------ Исходные данные
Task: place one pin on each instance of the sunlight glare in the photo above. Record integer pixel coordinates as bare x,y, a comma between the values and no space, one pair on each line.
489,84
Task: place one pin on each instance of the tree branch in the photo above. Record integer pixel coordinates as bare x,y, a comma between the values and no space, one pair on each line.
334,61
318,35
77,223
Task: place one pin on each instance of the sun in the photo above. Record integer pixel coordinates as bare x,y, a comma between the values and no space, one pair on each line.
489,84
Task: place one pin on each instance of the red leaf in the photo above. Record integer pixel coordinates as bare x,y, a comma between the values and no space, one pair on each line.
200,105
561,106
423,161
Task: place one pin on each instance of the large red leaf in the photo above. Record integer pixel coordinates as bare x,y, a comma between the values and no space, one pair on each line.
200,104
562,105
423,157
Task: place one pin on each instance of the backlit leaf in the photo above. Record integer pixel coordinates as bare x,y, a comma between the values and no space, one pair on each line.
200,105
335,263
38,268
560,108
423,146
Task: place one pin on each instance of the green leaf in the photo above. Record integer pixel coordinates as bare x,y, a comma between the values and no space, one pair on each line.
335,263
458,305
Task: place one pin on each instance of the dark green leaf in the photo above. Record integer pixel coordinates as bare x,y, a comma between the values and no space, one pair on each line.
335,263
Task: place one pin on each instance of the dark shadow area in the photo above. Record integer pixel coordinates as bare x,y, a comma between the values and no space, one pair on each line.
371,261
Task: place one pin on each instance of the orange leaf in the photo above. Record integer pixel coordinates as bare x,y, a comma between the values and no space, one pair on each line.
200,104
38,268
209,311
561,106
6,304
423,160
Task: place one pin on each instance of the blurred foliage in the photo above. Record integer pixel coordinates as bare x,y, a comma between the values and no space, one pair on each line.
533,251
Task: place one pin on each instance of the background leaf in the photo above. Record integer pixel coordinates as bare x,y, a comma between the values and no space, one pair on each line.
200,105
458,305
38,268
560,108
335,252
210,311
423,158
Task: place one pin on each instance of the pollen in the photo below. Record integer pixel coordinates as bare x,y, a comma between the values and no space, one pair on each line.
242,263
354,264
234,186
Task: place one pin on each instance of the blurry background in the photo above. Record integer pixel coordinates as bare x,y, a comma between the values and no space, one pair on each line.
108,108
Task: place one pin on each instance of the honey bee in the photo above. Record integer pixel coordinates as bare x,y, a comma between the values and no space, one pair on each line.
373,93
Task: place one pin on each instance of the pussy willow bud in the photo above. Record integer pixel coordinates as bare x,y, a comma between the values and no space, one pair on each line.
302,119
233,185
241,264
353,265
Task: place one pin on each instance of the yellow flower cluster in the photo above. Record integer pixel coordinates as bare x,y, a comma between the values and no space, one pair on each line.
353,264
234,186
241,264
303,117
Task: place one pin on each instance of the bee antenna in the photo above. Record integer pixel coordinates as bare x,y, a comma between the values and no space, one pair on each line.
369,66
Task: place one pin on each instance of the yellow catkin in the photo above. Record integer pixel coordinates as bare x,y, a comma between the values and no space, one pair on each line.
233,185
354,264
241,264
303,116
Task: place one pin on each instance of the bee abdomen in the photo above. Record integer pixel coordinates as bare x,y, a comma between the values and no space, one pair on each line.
------------
------ Исходные данные
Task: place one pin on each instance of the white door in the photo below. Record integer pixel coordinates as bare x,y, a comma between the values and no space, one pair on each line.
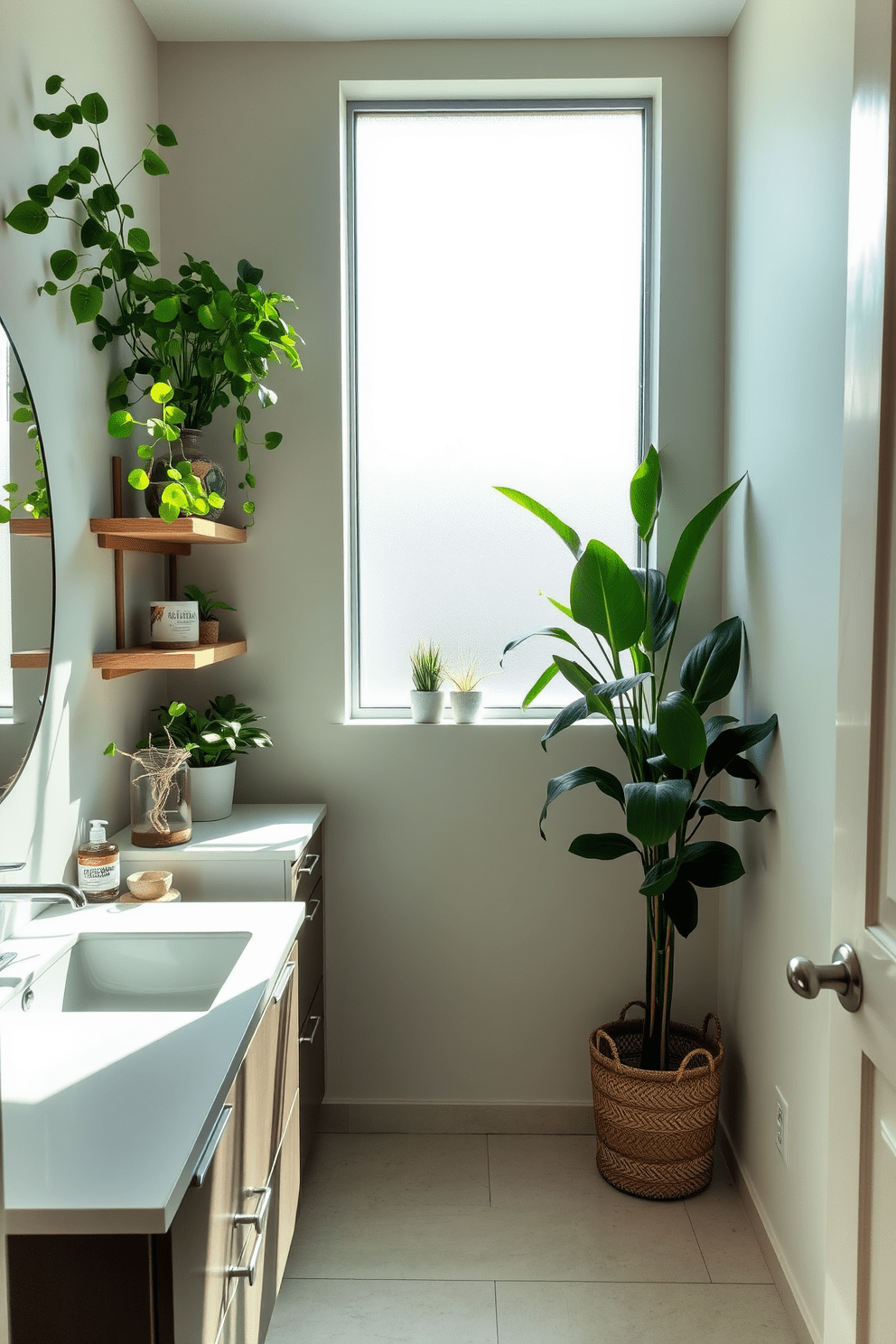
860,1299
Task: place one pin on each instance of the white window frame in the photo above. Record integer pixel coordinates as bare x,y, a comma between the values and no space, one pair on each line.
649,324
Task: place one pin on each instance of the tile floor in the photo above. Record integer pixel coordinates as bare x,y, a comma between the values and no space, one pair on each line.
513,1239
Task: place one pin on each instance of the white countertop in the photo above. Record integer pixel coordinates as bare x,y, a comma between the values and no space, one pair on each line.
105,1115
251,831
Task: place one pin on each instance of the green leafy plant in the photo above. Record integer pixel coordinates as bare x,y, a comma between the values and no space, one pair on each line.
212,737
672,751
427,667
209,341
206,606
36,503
------------
------ Исходные данные
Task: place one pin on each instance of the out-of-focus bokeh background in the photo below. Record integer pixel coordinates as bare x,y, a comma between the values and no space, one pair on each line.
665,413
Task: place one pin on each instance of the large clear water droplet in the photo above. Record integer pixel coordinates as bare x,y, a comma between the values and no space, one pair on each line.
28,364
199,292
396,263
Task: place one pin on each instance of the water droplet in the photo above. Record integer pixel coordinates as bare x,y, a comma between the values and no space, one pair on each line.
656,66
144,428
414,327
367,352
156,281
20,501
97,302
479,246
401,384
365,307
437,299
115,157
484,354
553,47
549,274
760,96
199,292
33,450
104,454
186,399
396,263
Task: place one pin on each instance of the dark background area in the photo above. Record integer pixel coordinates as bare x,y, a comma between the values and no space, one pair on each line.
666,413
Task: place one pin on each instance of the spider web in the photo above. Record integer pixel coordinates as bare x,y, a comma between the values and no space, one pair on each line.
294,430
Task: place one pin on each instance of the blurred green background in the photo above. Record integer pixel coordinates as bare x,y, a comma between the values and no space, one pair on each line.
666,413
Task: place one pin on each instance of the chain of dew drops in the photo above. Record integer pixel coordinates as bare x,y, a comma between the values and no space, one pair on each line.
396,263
------------
=== Письменное задание ===
Воспроизведите без изменений строки листинга: всё от строки, содержащей «Task: place one pin on each instance of the pollen», до строки, содержащей «Task: place one pin on each instance of the bee abdomen», включая обе граничные строки.

=== Ответ к заданию ===
Task: place one pin on each instance of the pollen in the photo below. Record integer pixel coordinates as bare x,y, a comma between the values and no space, one pair on each line.
242,263
354,264
234,186
Task: place one pin on each instance of the blurry background in the photo above. Record integer pixel coordinates as bare x,y, a comma between the values and no space, one pair on each line.
108,108
Task: place one pin on each instance of the honey bee in the photo above. Record integer pixel coordinates as bare x,y, a comma between the values and no space, one pair on each line.
373,93
Task: place one pin on each instance of the pussy willow bud in the photo above. Record integer pixel coordinates as bare x,y, a comma between the values and no space, one pair on each line.
302,119
233,185
241,264
353,265
Task: place one pin on each instance of the yellow flower cluster in the photo above. Record integer pixel coordinates as bare x,y, a comma between the values and no space, one pair on each line.
353,264
234,186
241,264
303,117
Task: place one pin on each instance of the bee antenna in the photo above. Record integer pixel coordinates as bare x,y, a comma between the values and no space, one pair on each line.
369,66
Task: place one pin on each instance of the yellow catkin in the photo above. Record integer pixel coordinates as bare x,y, a comma between the values and no space, one pair on each line.
233,185
354,264
241,264
303,116
Task: place one pin on each instance of the bee abdomen in the photo above. Record integer pixel coordinates as bare x,y, a comma between the values and no space, one pair on each line.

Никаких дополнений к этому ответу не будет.